Liste des tâches
1) Recopiez le texte sur les travailleurs du savoir de « Le savoir accumulé » à « qu'il faut préserver. ».
2) Résumez en deux phrases le texte sur les travailleurs du savoir.
3) Prolongez le texte sur les travailleurs du savoir après sa dernière phrase.

Extrait cité
▽

4. Les travailleurs du savoir (le travail de l'avenir)
Le productivisme du capitaliste, pour qui gagner sa vie c'est gagner du temps, est inévitable comme rationalisation de la production et universalisation de l'échange, délivrance des dominations locales, accumulation de forces productives jusqu'à l'automatisation et l'informatique où le travail devient travail entièrement social et qui permettent la libération du temps. Mais le productivisme du capitalisme n'est pas compatible avec l'abondance, il n'y a pas de profitabilité sans rareté, et la production ne peut s'accroître au-delà de limites matérielles, humaines, écologiques. Le processus de valorisation du temps de travail devrait aboutir à un temps libéré au moment où il rencontre la limite planétaire et où sa productivité ne dépend plus essentiellement du temps de travail mais d'une compétence sociale (une fonction) et du savoir accumulé.
Le savoir accumulé résulte du travail des générations passées, et c'est le savoir qui assure maintenant la plus grande partie de la production. Ce savoir hérité appartient à tous et n'est pas la propriété exclusive des entrepreneurs. Ce General Knowledge justifie ainsi le revenu universel. Il exprime que la production est devenue entièrement sociale mais ce revenu minimum doit être assez élevé car il implique la nécessité de l'entretien d'une capacité de travail équivalent à un capital social qu'il faut préserver.
Supprimer le salariat, ce n'est pas supprimer le marché et bureaucratiser l'économie, c'est supprimer la concurrence entre les salaires, la notion de productivité au profit du produit lui-même qui n'est plus seulement une marchandise. Assurer un Revenu d'Existence permet, en effet, la conception d'un produit et sa commercialisation une fois qu'il est conçu, après-coup au lieu de partir d'études de marché réductrices. C'est particulièrement productif dans des secteurs créatifs comme l'informatique (le "marché" du freeware est exemplaire pour démontrer que les produits gratuits sont aussi bons et parfois meilleurs que les leaders du marché, Internet introduit de multiples services gratuits même si le commerce l'envahit aussi). Les secteurs de pointe sont ceux qui exigent le plus de nouveaux rapports salariaux, souvent très libres. Un programmeur qui travaille trop c'est souvent une perte de temps et d'efficacité (en même temps un programmeur qui ne se concentre pas, quand il le faut, jour et nuit sur un programme est très peu efficace, il faut équilibrer). Pour ces activités, que je connais trop bien, on ne peut plus distinguer entre temps de travail, de formation, d'information, de repos, de détente... C'est la différence entre la force de travail et la résolution de problèmes. C'est aussi ce qui permet de se rendre compte que la consommation est partie intégrante de la production, de la reproduction de la productivité.

△

Entrées du jeu de données
▽

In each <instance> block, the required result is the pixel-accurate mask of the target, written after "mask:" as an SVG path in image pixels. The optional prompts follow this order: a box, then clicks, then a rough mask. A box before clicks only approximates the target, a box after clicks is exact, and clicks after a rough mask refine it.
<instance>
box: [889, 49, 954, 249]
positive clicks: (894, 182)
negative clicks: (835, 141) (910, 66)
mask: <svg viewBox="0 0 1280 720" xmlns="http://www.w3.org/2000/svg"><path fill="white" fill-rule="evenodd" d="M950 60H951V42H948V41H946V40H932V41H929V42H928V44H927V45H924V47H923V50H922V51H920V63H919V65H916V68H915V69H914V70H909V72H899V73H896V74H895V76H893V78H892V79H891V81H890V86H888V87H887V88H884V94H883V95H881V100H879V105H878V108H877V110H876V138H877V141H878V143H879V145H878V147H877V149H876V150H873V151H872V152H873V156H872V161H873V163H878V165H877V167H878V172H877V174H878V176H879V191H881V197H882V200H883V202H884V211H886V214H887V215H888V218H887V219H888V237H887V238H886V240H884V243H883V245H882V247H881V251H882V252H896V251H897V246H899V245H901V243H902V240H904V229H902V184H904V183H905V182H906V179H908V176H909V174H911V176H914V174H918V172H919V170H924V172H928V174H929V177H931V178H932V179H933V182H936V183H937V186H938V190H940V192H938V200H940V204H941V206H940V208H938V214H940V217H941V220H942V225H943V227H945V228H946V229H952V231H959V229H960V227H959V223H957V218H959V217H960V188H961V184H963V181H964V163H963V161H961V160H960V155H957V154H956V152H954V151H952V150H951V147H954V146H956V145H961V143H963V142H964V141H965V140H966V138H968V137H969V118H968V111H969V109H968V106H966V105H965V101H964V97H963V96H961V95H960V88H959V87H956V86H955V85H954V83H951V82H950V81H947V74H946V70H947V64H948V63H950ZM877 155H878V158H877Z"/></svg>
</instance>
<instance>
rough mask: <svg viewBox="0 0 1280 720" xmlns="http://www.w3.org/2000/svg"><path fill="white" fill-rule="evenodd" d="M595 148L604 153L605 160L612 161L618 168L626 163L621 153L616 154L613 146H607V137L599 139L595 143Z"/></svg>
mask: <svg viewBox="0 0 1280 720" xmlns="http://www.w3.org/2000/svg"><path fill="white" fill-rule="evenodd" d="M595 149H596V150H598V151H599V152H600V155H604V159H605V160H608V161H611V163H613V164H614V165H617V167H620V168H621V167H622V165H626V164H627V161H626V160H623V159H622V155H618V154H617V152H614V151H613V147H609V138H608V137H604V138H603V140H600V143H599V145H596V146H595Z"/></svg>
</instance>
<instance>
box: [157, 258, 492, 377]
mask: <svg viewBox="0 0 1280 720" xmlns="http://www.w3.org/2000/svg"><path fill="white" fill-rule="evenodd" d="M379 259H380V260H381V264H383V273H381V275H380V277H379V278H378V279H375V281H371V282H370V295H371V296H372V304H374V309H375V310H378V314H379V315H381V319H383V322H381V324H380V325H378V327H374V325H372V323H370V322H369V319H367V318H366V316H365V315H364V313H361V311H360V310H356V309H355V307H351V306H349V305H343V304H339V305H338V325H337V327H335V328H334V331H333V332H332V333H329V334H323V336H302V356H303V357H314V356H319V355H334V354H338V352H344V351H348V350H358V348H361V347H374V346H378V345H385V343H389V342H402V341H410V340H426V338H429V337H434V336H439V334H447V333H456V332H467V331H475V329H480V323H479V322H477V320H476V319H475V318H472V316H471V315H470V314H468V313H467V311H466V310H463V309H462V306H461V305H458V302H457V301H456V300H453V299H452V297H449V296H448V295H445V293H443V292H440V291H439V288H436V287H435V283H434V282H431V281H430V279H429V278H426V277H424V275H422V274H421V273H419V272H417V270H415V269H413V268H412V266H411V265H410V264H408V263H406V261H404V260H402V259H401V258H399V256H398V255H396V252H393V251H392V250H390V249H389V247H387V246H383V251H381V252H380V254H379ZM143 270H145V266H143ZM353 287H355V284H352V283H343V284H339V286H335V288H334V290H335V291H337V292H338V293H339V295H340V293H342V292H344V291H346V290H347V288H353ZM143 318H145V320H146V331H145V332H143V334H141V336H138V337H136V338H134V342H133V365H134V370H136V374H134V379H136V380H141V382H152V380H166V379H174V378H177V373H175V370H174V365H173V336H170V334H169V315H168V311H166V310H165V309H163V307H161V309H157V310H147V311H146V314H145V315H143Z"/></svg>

△

Réponses aux tâches
1)
Le savoir accumulé résulte du travail des générations passées, et c'est le savoir qui assure maintenant la plus grande partie de la production. Ce savoir hérité appartient à tous et n'est pas la propriété exclusive des entrepreneurs. Ce General Knowledge justifie ainsi le revenu universel. Il exprime que la production est devenue entièrement sociale mais ce revenu minimum doit être assez élevé car il implique la nécessité de l'entretien d'une capacité de travail équivalent à un capital social qu'il faut préserver.

2) Le productivisme capitaliste libère du temps grâce à l'automatisation et à l'informatique, mais il se heurte à des limites matérielles, humaines et écologiques, et la production repose désormais surtout sur le savoir accumulé par les générations passées, qui appartient à tous et justifie un revenu universel assez élevé. Supprimer le salariat revient à supprimer la concurrence entre les salaires, et un revenu d'existence permet de concevoir un produit avant de le commercialiser, ce qui est très productif dans des secteurs créatifs comme l'informatique, où l'on ne peut plus séparer temps de travail, de formation et de repos.

3)
Ce qui donnait le pouvoir à la classe capitaliste était de poser tous les problèmes en terme de profit financier, à commencer par le salaire, de vouloir tout valoriser en argent, tout quantifier. C'était nous faire parler le langage extérieur du pouvoir ou celui de l'économiste. Changer le travail, abolir le salariat, c'est changer la manière de poser les questions (parce que le mode de production a déjà changé), changer le mode de valorisation sociale : ne plus nous traiter universellement en clients, ni en administrés mais en citoyen concret, en être humain singulier produit par son milieu. C'est le passage de l'économie à l'écologie. Il n'y a pas continuité avec le capitalisme mais au contraire rupture avec un Droit abstrait de l'argent au profit d'un véritable Droit à l'existence. L'écologie est la négation de la séparation de l'économie (et de la technique), ce n'est pas un retour à l'état de nature antérieur c'est l'économie devenue humaine, mais c'est déjà la réappropriation de notre vie.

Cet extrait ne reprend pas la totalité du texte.